# [Exercise details]
Please copy the records below word for word, leaving out the pictures.

[[ The input, beginning ]]

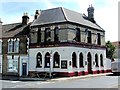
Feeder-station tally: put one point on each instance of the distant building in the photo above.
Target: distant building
(15, 48)
(66, 42)
(117, 50)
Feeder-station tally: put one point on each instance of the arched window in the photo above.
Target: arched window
(89, 39)
(47, 35)
(56, 60)
(101, 60)
(81, 60)
(78, 38)
(74, 60)
(47, 60)
(10, 45)
(39, 60)
(96, 60)
(16, 45)
(56, 32)
(39, 36)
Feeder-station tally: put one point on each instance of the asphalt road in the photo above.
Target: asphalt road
(109, 81)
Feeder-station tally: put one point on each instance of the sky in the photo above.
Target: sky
(105, 14)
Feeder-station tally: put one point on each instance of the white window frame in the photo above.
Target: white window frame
(10, 45)
(0, 46)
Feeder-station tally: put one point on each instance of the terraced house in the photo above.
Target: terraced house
(15, 47)
(67, 43)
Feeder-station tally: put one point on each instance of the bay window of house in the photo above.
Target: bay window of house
(56, 32)
(16, 45)
(39, 60)
(98, 39)
(56, 60)
(89, 39)
(39, 36)
(47, 35)
(10, 46)
(78, 38)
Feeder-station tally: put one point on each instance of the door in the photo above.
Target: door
(89, 63)
(24, 69)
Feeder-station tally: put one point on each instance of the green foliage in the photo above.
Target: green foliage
(110, 50)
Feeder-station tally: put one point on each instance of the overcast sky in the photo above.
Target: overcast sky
(106, 11)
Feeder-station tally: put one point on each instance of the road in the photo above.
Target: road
(91, 82)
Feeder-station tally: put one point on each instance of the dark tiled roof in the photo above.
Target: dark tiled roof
(15, 29)
(60, 14)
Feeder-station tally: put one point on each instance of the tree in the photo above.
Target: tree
(110, 50)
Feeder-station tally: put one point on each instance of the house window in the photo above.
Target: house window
(78, 38)
(74, 60)
(81, 60)
(56, 32)
(96, 60)
(12, 65)
(101, 60)
(0, 47)
(16, 45)
(10, 45)
(47, 60)
(56, 60)
(39, 60)
(89, 40)
(47, 35)
(39, 36)
(98, 39)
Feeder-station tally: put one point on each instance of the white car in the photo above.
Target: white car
(115, 66)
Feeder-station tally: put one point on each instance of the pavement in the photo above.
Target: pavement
(13, 78)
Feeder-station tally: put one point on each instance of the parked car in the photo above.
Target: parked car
(115, 66)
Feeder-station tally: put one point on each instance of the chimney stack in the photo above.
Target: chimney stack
(25, 19)
(37, 13)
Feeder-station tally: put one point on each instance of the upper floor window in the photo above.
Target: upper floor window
(39, 36)
(39, 60)
(0, 47)
(56, 32)
(78, 38)
(16, 45)
(10, 45)
(89, 39)
(98, 39)
(47, 35)
(13, 45)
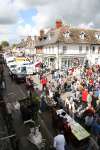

[[ The input, end ]]

# [Solved problem]
Feeder-station tally: put one point on each instance of the distant building in the photo above.
Target: distant building
(15, 48)
(66, 42)
(117, 50)
Feeder-station tally: put one point on each instance of the arched window in the photo above.
Target: arched window
(89, 39)
(47, 35)
(56, 60)
(101, 60)
(81, 60)
(78, 38)
(74, 60)
(47, 60)
(10, 45)
(39, 60)
(96, 60)
(16, 45)
(56, 32)
(39, 36)
Feeder-station tally: put one point on each instance of the asphalt road in the photo above.
Target: asphalt road
(109, 81)
Feeder-station tally: put one point on each instance of the sky in the photo above.
Target: sky
(105, 14)
Feeder-station tally: put one point on each instance of the white window frame in the photo above.
Target: white window frame
(10, 45)
(0, 46)
Feeder-station tally: put one point on each instance of the terraced house in the photo above.
Target: terraced house
(15, 47)
(67, 43)
Feeder-station tally: put one point on each instance of the bay window of house in the photo above.
Target: bay window of house
(56, 32)
(16, 45)
(39, 60)
(98, 39)
(56, 60)
(89, 39)
(39, 36)
(47, 35)
(10, 46)
(78, 38)
Feeder-station tally: put one point on each instance of the door in the photo above.
Target: door
(89, 63)
(24, 69)
Feeder-station tally: put one point on each instance of the green foliage in the photo above.
Target: green foliage
(110, 50)
Feeder-station tally: put one point on each instance of the overcast sky in the photo above.
Target: overcast sky
(106, 11)
Feeder-station tally: put one point on each instance of the road in the photo above.
Target: road
(91, 82)
Feeder-station tally: put one point on each instance of the dark tiled roof in the photo above.
Target: dark tiled roof
(15, 29)
(60, 14)
Feeder-station tally: put one point on each instance of the tree in the photo above.
Target: tree
(110, 50)
Feeder-station tally: put one point on each instance of the house window in the photo above.
Target: house window
(78, 38)
(74, 60)
(81, 60)
(56, 32)
(96, 60)
(12, 65)
(101, 60)
(0, 47)
(16, 45)
(10, 45)
(47, 60)
(56, 60)
(39, 60)
(89, 40)
(47, 35)
(39, 36)
(98, 39)
Feeder-station tally: put one point on each instance of the white car in the photo above.
Target: white car
(115, 66)
Feeder-station tally: put one point on each instance of the pavement in the photo above.
Target: pavement
(13, 78)
Feeder-station tally: put one point on each instance of the parked car in the photo above.
Target: parked car
(115, 66)
Feeder-station tally: put one point on each instance of the chimney stack in the photo above.
Target: chimney stack
(25, 19)
(37, 13)
Feeder-station tally: put one point on each instance of the upper floor window in the photo above.
Target: upper floor window
(39, 36)
(39, 60)
(0, 47)
(56, 32)
(78, 38)
(16, 45)
(10, 45)
(89, 39)
(98, 39)
(47, 35)
(13, 45)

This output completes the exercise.